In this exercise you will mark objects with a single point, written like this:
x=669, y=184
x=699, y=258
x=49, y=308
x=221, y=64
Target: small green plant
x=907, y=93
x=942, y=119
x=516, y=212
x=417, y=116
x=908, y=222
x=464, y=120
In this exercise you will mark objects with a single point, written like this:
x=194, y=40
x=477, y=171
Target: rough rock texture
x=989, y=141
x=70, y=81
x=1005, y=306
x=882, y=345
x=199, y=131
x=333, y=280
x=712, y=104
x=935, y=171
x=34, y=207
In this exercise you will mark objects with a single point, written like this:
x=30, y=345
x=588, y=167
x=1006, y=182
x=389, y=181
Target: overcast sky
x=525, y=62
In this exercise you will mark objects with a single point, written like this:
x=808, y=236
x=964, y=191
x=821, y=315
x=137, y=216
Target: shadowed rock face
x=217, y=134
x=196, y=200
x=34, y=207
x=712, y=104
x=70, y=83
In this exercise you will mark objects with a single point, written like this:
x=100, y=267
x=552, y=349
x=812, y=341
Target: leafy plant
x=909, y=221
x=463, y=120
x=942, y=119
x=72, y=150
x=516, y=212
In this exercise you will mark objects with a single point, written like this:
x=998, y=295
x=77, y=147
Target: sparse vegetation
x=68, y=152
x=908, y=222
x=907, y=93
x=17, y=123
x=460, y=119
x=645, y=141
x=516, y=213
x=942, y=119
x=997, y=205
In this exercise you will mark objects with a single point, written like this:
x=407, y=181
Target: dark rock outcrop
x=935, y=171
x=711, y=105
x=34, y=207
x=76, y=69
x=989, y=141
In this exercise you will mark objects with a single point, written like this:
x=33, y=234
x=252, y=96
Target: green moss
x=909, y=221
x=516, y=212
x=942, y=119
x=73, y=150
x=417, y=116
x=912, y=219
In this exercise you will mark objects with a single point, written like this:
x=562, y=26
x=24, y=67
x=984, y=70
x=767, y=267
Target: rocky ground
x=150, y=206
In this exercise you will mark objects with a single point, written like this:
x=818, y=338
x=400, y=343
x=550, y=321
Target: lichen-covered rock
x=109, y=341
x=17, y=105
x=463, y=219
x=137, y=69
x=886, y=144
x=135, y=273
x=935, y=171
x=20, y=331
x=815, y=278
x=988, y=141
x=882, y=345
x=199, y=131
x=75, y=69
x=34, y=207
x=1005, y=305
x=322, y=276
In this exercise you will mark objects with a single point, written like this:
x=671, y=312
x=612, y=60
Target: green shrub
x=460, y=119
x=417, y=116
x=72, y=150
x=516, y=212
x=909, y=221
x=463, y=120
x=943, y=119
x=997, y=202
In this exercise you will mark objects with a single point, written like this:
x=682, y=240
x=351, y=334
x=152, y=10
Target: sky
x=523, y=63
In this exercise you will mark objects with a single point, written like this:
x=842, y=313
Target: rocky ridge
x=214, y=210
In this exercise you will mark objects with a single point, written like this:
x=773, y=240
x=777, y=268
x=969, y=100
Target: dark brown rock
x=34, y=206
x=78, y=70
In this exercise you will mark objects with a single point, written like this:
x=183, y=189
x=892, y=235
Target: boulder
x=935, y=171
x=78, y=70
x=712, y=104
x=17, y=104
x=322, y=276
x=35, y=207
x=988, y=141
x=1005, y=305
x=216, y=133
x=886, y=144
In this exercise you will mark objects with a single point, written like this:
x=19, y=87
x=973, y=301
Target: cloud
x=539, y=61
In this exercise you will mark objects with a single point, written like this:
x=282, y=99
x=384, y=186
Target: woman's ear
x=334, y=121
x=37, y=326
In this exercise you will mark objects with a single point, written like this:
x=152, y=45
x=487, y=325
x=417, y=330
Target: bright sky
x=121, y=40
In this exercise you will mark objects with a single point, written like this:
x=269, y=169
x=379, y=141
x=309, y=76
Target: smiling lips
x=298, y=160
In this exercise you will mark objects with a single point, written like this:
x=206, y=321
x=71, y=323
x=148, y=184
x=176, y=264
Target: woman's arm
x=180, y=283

**TASK DIRECTIONS**
Please copy the material above, starting at its first line and ending at the line containing "x=997, y=205", substituting "Label" for each "Target" and leaving everything else unchanged.

**WRITTEN ANSWER**
In this exercise you will mark objects with a single point, written like this:
x=669, y=184
x=699, y=258
x=49, y=308
x=221, y=64
Label: small green plant
x=907, y=93
x=942, y=119
x=516, y=212
x=417, y=116
x=908, y=222
x=464, y=120
In this exercise you will mark objects with a single point, written like this:
x=194, y=40
x=477, y=171
Label: rough rock texture
x=989, y=141
x=70, y=81
x=1005, y=306
x=882, y=345
x=199, y=131
x=333, y=280
x=712, y=104
x=935, y=171
x=34, y=207
In this exercise you will mark objects with a single point, written like this:
x=30, y=345
x=588, y=167
x=1006, y=182
x=389, y=181
Label: overcast sky
x=525, y=62
In this exercise you will mark objects with a single point, written like this:
x=808, y=236
x=964, y=191
x=821, y=315
x=137, y=216
Label: shadowed rock face
x=217, y=134
x=196, y=200
x=34, y=207
x=712, y=104
x=70, y=83
In this exercise you will mark objects with a single point, written like this:
x=100, y=267
x=552, y=349
x=812, y=341
Label: leafy plant
x=909, y=221
x=463, y=120
x=942, y=119
x=72, y=150
x=516, y=212
In this exercise you will mark objects with a single point, written like this:
x=998, y=295
x=77, y=147
Label: sparse vegetation
x=68, y=152
x=908, y=222
x=907, y=93
x=17, y=123
x=460, y=119
x=645, y=141
x=516, y=213
x=942, y=119
x=997, y=205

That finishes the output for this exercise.